▶ [Work instructions]
Counting every line in the records below that holds "sunglasses", give the total and add nothing.

▶ [Exercise inputs]
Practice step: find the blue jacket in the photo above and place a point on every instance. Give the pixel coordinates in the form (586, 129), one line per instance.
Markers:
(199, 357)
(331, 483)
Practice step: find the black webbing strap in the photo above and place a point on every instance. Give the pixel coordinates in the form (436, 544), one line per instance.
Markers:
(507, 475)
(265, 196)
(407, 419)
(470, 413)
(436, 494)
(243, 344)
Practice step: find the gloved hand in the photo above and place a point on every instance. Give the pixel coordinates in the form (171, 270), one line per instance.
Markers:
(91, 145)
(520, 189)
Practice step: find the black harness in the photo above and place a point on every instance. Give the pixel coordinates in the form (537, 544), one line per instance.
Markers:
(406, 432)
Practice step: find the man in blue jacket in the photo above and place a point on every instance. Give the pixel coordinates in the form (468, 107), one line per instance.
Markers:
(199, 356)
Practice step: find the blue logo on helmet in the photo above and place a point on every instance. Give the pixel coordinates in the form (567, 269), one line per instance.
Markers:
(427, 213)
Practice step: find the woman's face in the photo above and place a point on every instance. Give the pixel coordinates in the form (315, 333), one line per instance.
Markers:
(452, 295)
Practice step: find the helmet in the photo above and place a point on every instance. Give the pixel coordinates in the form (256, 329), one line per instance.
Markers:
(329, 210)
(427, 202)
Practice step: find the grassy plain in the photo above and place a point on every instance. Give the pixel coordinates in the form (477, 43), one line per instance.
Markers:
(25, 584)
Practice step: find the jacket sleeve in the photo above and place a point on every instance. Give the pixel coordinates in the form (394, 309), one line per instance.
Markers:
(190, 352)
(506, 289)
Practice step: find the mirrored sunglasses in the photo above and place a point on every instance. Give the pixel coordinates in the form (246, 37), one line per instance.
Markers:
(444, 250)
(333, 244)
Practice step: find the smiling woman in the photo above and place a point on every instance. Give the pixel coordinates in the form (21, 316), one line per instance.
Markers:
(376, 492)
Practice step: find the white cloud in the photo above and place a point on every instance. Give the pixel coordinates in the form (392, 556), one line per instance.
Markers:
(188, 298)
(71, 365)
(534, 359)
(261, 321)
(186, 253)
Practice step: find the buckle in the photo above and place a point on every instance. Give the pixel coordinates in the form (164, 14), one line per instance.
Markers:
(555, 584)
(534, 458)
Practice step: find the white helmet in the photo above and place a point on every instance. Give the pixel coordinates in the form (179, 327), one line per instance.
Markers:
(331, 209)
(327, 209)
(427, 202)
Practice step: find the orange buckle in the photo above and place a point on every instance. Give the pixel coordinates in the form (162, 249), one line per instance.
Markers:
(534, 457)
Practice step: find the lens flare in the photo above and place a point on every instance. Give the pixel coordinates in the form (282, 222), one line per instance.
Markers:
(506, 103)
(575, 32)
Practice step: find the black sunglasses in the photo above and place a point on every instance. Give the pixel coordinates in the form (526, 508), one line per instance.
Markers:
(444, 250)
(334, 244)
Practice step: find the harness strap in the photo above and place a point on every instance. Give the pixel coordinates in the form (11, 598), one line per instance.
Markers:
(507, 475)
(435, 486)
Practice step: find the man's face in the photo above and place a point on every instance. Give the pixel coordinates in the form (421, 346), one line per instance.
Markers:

▶ [Output of the task]
2